Exercise details: Return every line of the data below that contains the word "planter". Case counts.

Records from a dataset:
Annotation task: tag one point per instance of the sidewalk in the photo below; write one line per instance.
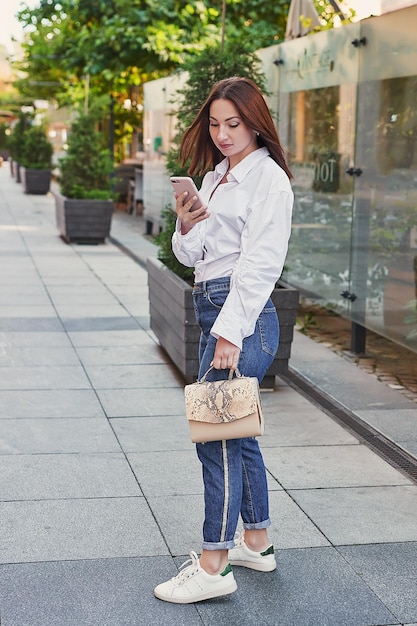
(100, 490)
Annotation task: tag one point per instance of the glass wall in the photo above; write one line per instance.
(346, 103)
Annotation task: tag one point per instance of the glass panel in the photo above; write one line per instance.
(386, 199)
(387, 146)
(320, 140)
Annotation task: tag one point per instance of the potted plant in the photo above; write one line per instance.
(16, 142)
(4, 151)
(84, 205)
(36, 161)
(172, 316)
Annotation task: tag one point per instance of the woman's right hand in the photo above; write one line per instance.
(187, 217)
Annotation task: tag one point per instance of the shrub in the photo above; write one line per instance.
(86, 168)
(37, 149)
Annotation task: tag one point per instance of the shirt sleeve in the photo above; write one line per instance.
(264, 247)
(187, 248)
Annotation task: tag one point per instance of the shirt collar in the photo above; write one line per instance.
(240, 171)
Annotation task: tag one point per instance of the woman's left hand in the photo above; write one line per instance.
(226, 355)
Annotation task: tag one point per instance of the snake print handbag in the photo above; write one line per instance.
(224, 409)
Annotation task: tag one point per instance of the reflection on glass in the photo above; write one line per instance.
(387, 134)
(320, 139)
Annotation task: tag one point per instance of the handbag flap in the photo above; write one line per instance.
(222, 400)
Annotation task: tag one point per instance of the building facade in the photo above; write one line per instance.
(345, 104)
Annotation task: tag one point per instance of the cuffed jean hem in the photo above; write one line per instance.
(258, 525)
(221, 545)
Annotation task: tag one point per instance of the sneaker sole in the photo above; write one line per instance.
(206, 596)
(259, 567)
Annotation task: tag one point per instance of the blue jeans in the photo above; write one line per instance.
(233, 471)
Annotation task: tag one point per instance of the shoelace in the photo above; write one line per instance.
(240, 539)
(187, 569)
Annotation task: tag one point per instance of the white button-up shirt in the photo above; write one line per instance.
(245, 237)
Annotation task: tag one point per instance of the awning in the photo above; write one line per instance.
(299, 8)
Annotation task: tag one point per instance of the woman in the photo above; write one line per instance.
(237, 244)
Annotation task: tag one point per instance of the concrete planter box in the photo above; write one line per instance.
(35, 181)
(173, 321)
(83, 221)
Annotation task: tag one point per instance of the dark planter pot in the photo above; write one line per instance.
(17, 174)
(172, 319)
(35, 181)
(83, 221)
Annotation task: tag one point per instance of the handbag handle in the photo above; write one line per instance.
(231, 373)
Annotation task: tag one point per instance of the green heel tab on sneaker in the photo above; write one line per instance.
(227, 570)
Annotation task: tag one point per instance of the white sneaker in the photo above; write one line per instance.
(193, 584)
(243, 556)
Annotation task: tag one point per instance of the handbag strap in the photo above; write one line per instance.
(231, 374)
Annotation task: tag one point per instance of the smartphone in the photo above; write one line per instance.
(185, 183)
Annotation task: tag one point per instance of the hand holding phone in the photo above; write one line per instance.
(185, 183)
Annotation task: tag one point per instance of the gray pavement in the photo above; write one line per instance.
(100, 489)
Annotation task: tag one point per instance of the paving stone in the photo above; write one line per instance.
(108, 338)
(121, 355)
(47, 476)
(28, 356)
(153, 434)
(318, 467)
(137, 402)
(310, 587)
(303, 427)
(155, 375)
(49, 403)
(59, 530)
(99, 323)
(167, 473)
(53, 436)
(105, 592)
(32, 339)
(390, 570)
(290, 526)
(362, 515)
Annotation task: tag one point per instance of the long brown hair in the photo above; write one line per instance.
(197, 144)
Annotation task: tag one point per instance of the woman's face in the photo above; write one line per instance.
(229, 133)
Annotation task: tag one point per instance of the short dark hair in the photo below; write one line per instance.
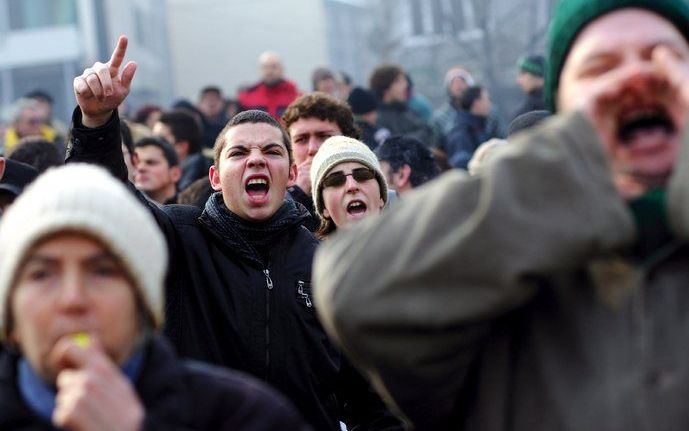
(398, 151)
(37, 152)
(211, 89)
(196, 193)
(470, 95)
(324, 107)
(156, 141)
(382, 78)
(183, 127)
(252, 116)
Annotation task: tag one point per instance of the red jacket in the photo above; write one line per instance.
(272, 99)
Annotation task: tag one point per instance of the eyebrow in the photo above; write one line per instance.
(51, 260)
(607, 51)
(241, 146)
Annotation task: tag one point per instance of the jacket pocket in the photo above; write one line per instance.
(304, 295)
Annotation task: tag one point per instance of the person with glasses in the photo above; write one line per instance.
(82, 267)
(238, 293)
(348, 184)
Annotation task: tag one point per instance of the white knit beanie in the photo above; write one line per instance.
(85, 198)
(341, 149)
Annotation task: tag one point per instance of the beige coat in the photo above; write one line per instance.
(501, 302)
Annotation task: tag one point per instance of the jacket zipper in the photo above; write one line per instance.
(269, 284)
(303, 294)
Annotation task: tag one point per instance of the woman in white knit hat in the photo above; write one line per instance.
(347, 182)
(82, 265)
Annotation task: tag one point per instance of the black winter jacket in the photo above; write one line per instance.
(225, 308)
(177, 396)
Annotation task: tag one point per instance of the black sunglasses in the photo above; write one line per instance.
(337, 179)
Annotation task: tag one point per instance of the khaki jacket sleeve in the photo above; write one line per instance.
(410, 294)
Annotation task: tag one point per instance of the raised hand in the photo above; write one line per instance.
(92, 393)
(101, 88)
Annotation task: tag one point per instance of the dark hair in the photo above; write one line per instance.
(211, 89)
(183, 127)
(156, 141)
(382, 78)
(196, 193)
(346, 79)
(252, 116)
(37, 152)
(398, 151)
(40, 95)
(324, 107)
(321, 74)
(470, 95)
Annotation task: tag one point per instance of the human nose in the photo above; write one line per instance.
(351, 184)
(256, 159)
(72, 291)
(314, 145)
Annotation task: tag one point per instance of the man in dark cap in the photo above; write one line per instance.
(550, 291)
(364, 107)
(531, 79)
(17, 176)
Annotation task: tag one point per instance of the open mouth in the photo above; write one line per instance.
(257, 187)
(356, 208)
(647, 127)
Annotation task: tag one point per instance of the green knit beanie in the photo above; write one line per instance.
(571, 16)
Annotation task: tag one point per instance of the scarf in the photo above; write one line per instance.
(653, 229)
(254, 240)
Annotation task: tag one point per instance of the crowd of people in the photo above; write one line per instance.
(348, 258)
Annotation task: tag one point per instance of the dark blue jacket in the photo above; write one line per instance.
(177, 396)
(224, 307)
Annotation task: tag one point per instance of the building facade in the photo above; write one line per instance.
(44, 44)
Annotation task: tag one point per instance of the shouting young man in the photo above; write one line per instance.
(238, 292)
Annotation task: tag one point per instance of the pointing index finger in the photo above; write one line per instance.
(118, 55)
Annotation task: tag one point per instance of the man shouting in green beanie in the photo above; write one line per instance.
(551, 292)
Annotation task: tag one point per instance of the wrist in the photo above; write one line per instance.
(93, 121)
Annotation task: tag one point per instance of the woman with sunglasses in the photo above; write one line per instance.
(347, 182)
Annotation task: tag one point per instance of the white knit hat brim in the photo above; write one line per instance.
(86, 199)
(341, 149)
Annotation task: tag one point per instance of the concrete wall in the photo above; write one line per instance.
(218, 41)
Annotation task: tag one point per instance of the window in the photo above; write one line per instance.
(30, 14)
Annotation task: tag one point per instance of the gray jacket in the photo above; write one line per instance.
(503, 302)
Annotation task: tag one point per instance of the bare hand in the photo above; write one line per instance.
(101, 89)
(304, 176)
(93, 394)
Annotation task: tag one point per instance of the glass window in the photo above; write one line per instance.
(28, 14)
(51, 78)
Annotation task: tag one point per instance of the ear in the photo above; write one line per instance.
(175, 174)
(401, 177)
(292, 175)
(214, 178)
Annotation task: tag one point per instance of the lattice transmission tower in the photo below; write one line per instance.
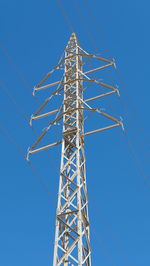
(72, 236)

--

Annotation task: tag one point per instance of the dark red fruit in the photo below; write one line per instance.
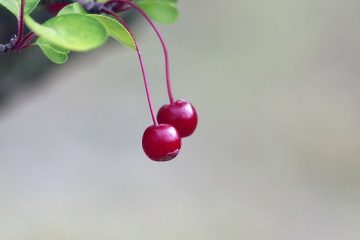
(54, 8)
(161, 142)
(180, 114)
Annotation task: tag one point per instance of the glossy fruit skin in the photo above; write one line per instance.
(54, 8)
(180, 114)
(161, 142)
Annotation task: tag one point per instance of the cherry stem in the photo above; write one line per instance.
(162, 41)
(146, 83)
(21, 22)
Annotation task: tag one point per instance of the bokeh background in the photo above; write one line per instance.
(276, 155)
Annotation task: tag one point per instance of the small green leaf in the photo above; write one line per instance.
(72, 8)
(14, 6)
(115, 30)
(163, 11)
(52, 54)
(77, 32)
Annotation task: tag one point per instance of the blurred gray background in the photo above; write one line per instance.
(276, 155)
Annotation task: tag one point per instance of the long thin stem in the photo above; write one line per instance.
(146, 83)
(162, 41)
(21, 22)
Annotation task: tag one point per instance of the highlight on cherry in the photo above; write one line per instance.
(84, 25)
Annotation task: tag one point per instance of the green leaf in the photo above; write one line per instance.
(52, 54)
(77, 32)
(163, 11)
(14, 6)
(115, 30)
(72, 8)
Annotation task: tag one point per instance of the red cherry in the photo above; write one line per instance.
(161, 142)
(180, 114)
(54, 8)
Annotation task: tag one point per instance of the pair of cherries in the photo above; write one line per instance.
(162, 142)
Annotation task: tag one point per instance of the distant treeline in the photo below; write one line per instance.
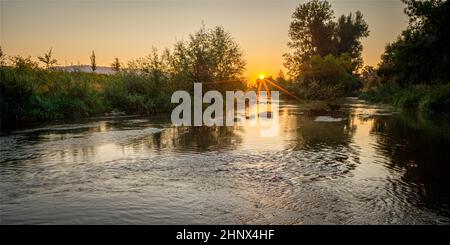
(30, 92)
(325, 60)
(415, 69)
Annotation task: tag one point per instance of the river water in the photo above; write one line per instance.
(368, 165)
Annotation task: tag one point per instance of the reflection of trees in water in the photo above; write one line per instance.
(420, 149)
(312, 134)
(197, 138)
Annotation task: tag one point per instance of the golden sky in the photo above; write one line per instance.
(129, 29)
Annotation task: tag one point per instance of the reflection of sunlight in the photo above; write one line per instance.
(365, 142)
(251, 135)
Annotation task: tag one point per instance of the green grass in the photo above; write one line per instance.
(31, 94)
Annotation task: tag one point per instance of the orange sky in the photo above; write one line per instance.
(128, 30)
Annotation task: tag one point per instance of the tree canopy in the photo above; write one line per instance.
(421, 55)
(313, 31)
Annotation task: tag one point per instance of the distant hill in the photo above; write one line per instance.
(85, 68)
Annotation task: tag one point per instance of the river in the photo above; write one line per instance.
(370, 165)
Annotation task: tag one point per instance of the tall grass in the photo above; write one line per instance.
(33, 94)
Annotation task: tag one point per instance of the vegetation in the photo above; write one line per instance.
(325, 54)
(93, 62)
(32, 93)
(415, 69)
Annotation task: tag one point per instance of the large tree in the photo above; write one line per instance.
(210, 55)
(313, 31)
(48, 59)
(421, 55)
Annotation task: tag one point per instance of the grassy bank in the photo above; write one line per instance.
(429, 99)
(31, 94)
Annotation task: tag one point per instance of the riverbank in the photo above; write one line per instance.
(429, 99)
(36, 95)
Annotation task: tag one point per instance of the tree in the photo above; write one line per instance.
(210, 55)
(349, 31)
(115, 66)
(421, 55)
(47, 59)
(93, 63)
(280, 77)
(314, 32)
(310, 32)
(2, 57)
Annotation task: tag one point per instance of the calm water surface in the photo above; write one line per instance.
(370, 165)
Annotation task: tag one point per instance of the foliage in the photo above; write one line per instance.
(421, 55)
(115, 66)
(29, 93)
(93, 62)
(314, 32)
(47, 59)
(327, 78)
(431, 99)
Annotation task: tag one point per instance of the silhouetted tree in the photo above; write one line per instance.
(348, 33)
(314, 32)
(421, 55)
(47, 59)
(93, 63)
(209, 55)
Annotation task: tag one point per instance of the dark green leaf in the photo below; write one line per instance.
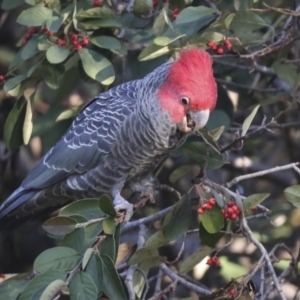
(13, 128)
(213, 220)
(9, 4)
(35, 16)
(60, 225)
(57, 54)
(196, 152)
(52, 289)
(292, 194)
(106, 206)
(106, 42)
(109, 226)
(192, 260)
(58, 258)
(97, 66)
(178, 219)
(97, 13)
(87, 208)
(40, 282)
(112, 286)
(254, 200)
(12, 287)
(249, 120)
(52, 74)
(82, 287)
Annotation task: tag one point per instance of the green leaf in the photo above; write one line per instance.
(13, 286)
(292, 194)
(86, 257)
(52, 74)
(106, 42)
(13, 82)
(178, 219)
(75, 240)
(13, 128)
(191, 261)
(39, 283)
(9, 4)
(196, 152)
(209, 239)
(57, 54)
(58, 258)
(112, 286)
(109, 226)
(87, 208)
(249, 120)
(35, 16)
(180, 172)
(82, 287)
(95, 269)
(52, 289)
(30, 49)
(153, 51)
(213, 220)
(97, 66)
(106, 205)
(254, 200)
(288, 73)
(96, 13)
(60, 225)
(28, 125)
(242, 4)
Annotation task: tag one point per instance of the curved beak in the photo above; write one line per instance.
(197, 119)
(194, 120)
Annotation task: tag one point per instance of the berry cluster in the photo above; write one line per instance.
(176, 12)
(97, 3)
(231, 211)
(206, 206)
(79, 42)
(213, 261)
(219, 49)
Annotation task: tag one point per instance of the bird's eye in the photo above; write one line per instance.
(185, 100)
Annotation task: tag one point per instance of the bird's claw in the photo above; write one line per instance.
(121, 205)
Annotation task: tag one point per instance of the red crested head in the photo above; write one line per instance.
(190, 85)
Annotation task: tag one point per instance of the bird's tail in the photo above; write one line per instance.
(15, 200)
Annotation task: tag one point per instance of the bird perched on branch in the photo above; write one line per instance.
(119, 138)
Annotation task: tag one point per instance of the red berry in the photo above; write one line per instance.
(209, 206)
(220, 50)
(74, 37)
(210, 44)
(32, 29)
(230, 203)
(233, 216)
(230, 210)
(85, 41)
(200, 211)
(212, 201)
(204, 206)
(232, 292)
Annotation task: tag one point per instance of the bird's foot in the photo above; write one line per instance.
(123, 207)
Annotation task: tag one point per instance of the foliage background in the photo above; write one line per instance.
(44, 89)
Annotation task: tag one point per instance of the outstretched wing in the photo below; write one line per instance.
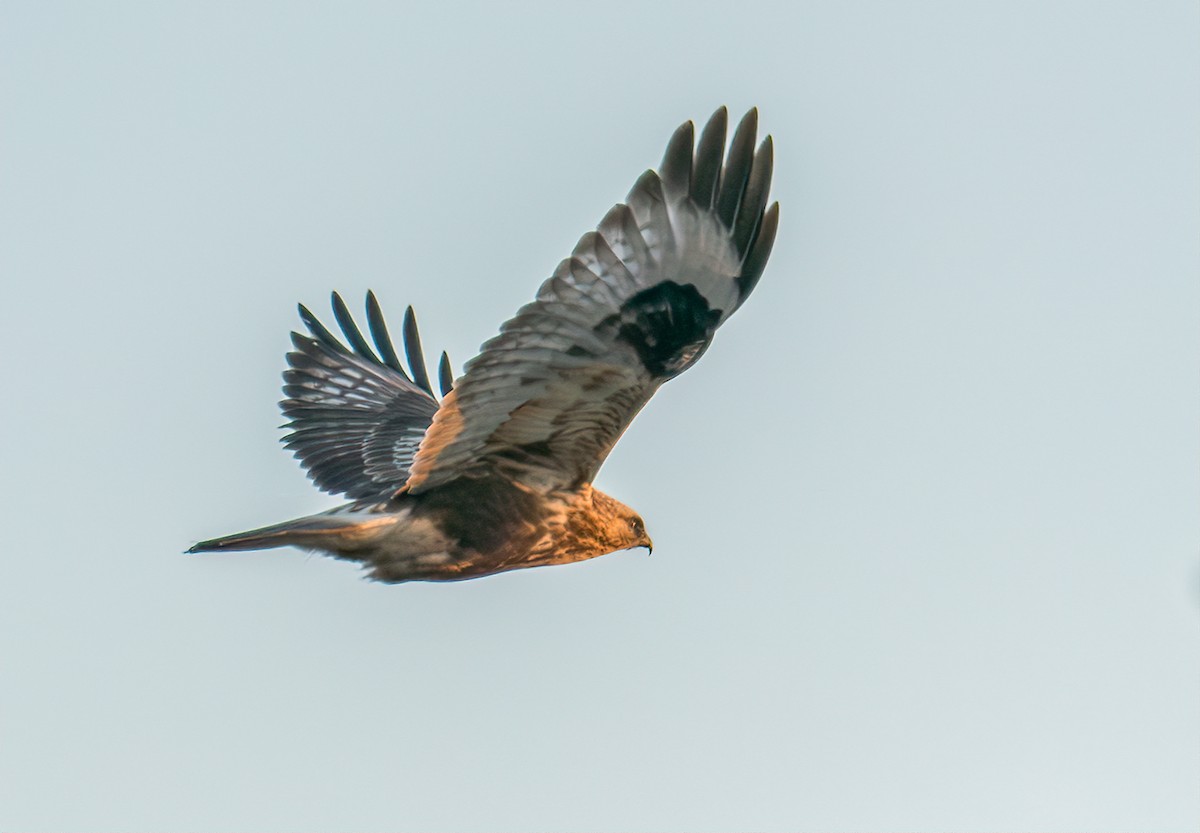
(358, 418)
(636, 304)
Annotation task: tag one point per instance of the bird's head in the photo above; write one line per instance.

==

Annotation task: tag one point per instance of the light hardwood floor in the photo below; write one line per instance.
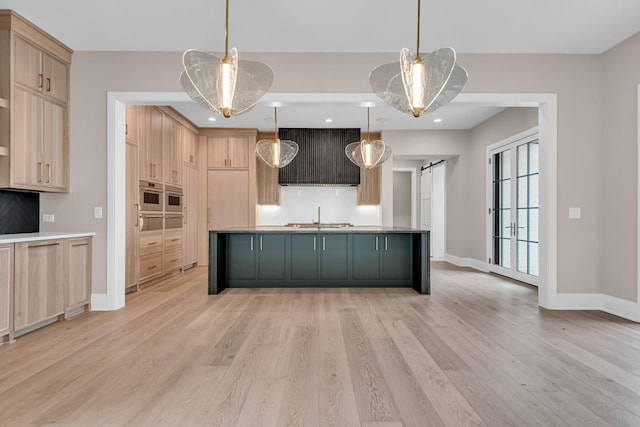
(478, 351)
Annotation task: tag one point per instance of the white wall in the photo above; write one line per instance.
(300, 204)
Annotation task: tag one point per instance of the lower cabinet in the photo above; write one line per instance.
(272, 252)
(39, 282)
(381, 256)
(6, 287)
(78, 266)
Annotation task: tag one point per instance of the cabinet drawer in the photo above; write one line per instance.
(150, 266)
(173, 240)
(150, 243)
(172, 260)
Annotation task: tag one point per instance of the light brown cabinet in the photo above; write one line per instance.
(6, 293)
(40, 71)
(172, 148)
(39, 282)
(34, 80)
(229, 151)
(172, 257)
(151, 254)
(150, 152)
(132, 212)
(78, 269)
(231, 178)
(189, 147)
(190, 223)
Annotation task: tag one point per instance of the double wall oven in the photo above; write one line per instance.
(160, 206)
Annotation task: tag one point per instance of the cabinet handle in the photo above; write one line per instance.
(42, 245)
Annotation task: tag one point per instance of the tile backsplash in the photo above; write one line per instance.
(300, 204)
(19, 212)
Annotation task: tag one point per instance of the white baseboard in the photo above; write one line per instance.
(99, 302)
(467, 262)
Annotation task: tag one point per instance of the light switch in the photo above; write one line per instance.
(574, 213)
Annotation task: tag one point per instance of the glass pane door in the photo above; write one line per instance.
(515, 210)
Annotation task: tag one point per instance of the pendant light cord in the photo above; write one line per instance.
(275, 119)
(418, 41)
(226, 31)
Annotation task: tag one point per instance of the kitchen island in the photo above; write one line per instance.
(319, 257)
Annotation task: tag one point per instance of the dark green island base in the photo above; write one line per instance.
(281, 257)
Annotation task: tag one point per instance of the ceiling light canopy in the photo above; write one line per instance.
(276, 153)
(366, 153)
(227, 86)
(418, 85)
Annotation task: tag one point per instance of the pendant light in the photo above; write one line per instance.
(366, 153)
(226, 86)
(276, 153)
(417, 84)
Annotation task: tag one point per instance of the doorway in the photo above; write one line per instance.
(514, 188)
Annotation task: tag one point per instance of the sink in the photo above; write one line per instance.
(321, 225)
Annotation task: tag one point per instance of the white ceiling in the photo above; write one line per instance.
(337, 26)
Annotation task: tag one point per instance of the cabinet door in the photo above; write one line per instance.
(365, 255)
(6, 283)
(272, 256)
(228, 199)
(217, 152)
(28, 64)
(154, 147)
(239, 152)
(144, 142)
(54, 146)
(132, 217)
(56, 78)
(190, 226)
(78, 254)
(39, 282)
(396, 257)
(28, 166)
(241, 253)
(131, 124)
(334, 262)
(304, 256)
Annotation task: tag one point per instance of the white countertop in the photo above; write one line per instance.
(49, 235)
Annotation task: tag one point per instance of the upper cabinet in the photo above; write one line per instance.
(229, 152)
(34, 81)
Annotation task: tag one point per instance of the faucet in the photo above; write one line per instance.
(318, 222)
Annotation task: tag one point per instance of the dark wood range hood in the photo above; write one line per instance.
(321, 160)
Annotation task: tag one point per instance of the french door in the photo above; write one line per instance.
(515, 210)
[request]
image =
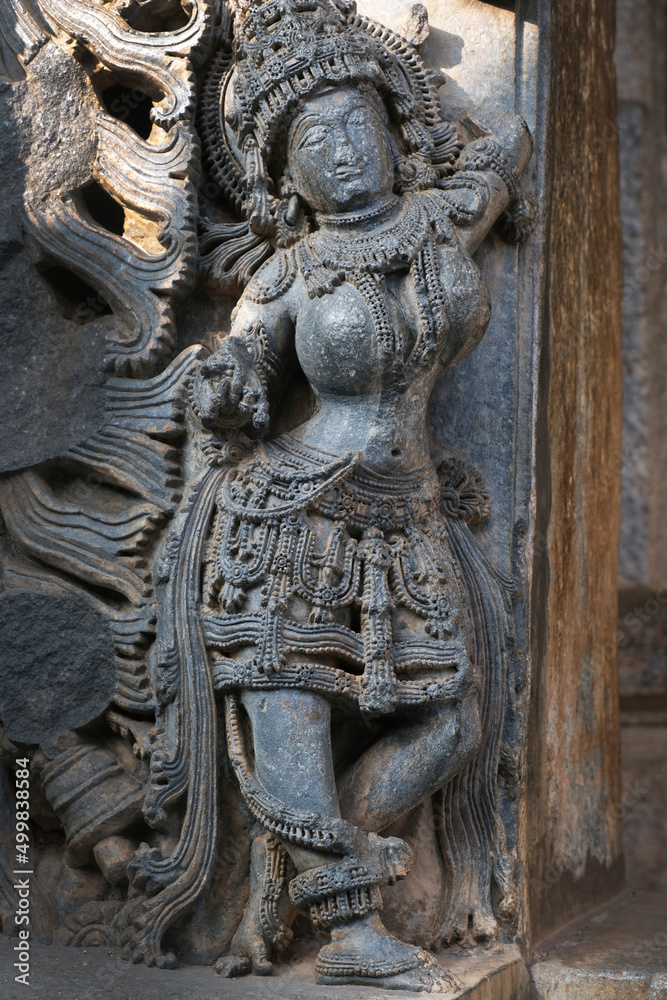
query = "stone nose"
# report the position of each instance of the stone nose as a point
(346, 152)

Written response:
Annotation task: tag one point per instance of the concrete planter box in the photo above; write one line per instance.
Annotation task: tag one point per instance of the dark planter pot in the photo above; write one line per instance.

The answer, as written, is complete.